### Source extract
++++++++++

0

How to get the coordinates of the big rectangles that line on the diagonal.

For example yellow [0,615], [615,1438], [1438,1526]

import numpy as np; 
import pandas as pd
from sklearn.metrics.pairwise import cosine_similarity

df = pd.DataFrame(array) # array is image numpy
df.shape #(1526, 360)
s = cosine_similarity(df) #(1526, 1526)
plt.matshow(s)

matrix cosine distance

i try get peaks in first row, but have noise information

speak = 1-s[0]

peaks, _ = find_peaks(speak, distance=160, height=0.1)
print(peaks, len(peaks))
np.diff(peaks)

plt.plot(speak)
plt.plot(peaks, speak[peaks], "x")
plt.show()

one row histogram

Update, add another example And upload to colab full script https://colab.research.google.com/drive/1hyDIDs-QjLjD2mVIX4nNOXOcvCZY4O2c?usp=sharing

noise example example2

rustam s
  • 163
  • 1
  • 9

3 Answers3

1

Use np.diag(df) to get a list of diagonal elements. Check when value crosses threshold if the color in your screenshot stands for below/above some value, probably zero.

++++++++++

### Supplied material
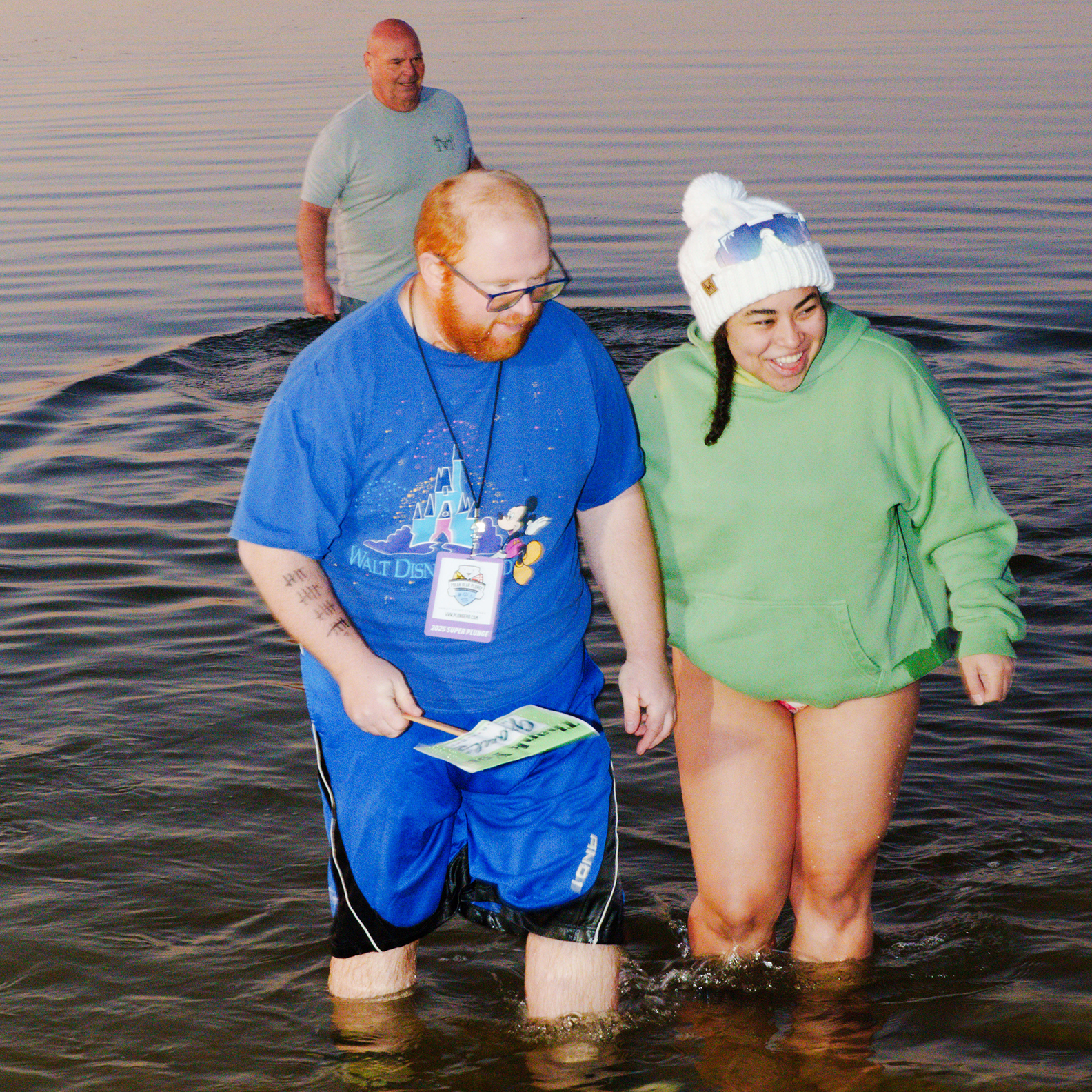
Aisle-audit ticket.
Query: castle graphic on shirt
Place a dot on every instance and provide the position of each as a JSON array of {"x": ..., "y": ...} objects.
[
  {"x": 443, "y": 520},
  {"x": 448, "y": 512}
]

++++++++++

### Required actions
• A. List every coordinate pair that the thread on diagonal rectangles gives for the yellow rectangles.
• B. Reproduce everything in the thread on diagonal rectangles from "plt.matshow(s)" down to "np.diff(peaks)".
• C. Summarize the thread on diagonal rectangles in two sentences.
The items were taken from a separate source.

### Exercise results
• A. [0,615], [615,1438], [1438,1526]

• B.
plt.matshow(s)

matrix cosine distance

i try get peaks in first row, but have noise information

speak = 1-s[0]

peaks, _ = find_peaks(speak, distance=160, height=0.1)
print(peaks, len(peaks))
np.diff(peaks)

• C. The poster asks how to get the coordinates of the big rectangles along the diagonal of a cosine similarity matrix computed from an image array, citing the yellow ones as an example. An attempt to find peaks in the first row picked up noise, and one answer suggests taking the diagonal with np.diag(df) and checking where the value crosses a threshold.